Given problem: Reproduce the data below word for word, from the line with "If you don't mind, please find the window pane" to the line with "280 147 335 234", including both of those lines.

···

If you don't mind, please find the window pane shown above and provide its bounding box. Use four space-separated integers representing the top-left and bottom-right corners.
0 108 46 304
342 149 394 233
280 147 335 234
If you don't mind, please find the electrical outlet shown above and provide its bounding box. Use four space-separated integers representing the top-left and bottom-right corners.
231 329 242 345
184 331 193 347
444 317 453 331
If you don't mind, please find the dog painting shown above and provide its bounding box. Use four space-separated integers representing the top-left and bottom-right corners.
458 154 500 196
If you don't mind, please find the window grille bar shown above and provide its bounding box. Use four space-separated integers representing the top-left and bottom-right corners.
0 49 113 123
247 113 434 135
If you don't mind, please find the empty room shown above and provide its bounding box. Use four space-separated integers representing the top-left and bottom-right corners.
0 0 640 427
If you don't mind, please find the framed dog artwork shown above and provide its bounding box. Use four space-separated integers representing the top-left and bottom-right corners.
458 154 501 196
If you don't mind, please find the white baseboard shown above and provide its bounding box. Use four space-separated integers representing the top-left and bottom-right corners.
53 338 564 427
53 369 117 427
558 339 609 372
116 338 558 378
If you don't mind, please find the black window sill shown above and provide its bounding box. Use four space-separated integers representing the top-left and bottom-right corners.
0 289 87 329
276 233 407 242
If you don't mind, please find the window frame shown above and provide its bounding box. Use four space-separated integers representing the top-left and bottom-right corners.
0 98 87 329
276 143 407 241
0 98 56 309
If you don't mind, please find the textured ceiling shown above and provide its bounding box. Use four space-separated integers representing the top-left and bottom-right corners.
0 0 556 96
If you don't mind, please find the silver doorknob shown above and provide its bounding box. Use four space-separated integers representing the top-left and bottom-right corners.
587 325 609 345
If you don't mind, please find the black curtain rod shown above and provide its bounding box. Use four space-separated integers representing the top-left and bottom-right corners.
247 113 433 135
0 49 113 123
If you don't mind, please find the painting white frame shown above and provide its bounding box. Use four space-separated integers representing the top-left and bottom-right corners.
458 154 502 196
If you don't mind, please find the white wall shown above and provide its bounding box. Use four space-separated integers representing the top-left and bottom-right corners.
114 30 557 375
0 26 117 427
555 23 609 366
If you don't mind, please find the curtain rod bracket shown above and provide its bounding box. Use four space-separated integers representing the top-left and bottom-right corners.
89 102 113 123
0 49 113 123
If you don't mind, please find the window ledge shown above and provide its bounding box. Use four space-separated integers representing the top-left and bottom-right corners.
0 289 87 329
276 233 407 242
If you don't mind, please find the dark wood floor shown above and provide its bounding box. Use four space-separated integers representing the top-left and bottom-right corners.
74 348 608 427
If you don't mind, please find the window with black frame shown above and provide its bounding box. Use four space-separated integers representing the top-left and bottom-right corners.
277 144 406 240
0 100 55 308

···

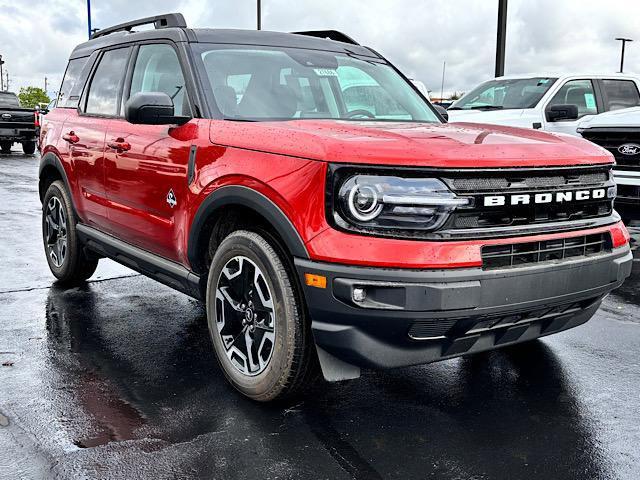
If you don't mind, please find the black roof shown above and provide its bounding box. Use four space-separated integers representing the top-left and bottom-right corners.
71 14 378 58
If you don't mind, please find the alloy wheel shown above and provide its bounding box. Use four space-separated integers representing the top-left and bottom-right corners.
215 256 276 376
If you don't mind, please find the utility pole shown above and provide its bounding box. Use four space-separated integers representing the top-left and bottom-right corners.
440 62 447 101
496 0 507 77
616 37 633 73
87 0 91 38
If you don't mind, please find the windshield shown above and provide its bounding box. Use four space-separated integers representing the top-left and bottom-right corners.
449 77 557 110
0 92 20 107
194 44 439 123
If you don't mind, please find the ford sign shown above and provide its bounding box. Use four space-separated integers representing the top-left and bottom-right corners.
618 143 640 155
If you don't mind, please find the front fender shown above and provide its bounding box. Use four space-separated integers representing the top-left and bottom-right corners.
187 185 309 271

···

Reply:
If you don't mind, please find the window pane shown above and provide its bounding box. Use four space-separated integers representing the top-left and bottom-right corners.
0 108 46 304
342 149 394 233
280 147 335 234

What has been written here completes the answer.